## EXERCISE DATA:
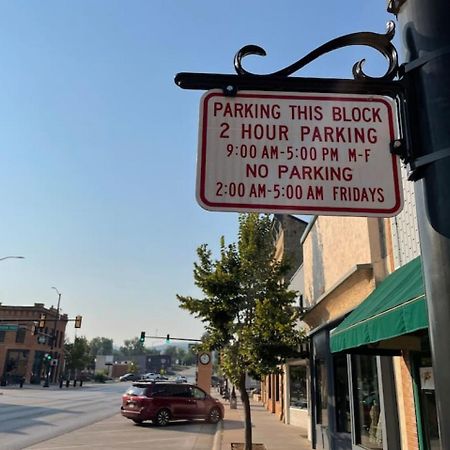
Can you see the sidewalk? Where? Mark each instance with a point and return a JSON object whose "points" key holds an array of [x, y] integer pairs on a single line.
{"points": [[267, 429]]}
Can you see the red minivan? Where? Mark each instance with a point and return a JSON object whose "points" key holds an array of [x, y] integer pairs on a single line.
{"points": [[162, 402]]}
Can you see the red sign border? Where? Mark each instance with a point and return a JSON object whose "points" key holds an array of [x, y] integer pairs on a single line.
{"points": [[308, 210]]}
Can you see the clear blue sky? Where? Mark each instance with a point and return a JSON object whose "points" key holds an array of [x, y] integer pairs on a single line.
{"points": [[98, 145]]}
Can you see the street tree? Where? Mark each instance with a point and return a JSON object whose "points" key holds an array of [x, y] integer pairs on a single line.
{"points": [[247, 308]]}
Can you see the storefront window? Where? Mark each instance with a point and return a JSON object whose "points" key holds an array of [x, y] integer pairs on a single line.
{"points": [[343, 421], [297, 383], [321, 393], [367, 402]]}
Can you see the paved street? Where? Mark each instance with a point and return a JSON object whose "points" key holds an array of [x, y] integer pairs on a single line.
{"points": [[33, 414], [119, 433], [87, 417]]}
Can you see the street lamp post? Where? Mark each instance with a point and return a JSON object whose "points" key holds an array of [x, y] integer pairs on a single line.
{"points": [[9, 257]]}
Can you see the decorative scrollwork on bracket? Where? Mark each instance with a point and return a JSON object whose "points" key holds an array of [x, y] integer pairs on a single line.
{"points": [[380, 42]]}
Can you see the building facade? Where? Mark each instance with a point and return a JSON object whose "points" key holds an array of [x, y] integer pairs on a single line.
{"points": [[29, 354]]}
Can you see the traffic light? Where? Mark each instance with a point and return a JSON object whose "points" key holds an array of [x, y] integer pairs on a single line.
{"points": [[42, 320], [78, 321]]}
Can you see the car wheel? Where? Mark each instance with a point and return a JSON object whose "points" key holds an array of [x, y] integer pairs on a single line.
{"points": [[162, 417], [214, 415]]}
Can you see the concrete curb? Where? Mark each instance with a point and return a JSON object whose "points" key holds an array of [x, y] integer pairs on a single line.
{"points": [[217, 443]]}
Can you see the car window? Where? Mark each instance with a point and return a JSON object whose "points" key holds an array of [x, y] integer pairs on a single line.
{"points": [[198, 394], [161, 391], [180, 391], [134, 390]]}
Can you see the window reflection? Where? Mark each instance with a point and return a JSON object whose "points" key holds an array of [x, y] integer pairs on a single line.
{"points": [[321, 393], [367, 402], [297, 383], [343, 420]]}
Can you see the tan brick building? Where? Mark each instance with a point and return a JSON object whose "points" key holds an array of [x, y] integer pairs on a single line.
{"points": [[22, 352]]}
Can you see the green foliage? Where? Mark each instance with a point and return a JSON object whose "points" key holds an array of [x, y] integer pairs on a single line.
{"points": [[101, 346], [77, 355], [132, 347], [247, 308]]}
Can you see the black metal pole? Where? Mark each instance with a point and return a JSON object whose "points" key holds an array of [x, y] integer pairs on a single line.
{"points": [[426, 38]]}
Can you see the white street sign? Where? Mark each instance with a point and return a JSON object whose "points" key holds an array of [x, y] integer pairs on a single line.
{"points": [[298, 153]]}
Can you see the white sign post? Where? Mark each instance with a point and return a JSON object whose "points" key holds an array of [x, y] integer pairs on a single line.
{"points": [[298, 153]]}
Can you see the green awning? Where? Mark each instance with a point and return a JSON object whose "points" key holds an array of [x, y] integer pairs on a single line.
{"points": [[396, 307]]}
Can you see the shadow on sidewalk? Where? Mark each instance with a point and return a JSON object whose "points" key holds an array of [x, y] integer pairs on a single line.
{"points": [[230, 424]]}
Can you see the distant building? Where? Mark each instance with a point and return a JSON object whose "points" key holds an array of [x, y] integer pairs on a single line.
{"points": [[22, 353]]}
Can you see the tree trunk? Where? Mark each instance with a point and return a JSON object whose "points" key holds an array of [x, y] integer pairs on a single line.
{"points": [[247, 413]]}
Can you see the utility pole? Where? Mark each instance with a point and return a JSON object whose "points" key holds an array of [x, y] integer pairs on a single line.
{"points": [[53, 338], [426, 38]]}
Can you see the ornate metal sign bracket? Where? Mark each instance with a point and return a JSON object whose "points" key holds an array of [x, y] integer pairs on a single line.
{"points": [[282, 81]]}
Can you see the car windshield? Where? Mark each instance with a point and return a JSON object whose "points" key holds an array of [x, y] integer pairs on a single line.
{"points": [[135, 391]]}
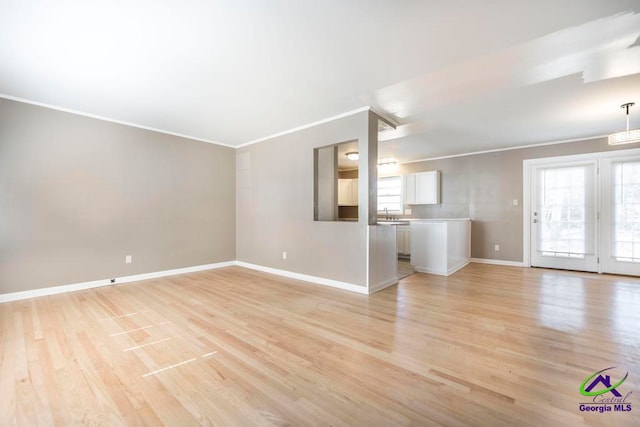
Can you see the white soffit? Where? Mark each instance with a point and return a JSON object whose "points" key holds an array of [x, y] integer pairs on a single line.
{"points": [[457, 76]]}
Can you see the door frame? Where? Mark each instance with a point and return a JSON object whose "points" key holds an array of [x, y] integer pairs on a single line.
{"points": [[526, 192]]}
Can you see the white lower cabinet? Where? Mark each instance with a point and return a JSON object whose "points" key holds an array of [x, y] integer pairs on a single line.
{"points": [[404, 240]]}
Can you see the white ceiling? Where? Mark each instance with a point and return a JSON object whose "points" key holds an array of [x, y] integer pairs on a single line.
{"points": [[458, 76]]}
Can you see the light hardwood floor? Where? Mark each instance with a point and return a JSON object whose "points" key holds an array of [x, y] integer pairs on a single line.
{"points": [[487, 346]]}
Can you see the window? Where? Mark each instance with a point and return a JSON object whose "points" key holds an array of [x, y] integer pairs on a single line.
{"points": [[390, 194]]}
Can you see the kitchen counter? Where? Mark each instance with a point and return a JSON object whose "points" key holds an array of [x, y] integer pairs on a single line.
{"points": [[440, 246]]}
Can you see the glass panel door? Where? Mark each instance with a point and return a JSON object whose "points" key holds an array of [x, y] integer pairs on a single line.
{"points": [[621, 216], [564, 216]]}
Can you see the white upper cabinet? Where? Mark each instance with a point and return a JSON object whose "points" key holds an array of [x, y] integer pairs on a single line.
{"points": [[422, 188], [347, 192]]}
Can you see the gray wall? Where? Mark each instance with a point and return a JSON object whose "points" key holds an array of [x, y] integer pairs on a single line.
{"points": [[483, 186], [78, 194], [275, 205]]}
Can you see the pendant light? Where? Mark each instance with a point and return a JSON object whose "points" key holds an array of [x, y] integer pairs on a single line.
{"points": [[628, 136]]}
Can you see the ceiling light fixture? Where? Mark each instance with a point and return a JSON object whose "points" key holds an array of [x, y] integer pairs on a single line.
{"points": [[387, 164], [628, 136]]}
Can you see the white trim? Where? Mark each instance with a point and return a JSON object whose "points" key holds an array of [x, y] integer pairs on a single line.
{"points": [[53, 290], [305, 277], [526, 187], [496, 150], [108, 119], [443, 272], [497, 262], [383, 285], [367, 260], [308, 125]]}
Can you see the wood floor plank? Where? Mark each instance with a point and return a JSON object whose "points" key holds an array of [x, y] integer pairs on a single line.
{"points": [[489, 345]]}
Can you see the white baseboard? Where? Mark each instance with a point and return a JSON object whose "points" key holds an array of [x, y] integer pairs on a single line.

## REQUIREMENTS:
Can you return, word for word, the lines that begin at the one containing "Can you see the kitchen" and continue through the last line above?

## CORRECT RESULT:
Can you see the kitchen counter? Where? Mark each instance with a point and return a JSON object whose "points" key holds an array of [x, y] integer pairs on a single line.
{"points": [[440, 246]]}
Can you see the glass panel door? Where? Mark each instance with a point and return a JSON object whose "points" key holds an array of [x, y] integer pairs on a single line.
{"points": [[621, 216], [564, 216]]}
Can you see the white upper cabinet? Where? Mark each instance with a point and return a JSON object whose "points" key holds an array of [x, y] integer pairs on a single line.
{"points": [[422, 188], [347, 192]]}
Can you see the gray wall? Where? Mark each instance with a point and return a JSON object whose "points" key holds an array of [x, y] integer pairs on a single line.
{"points": [[483, 186], [78, 194], [275, 205]]}
Can you see the pendant light? Where? Mark each instance with a point and return a JSON object whose "points" key holds an array of [x, y] integer pairs on a single line.
{"points": [[628, 136]]}
Can you see the ceiling light fixture? Where? Mark each instance with a point and return a JSON object whose "points" key holds an array of [x, y] integer pairs on a single line.
{"points": [[387, 164], [628, 136]]}
Can you see the white trim? Where? Mark each instance with a point and return a JSON object whose "points" key holds an array of [x, y] integer pairs on a single line.
{"points": [[53, 290], [305, 277], [526, 187], [496, 150], [108, 119], [443, 272], [497, 262], [383, 285], [367, 260], [308, 125]]}
Can you see the wood floor plank? Where? Mark each instance with a point and return a JSON object whose "points" key holds an array of [x, y] integer pairs on a single line.
{"points": [[489, 345]]}
Can you see the white baseboard? Where? Mark each instance with a point and return a JSON object whose "points" key holds an array of [x, y] integer pairs on a single line.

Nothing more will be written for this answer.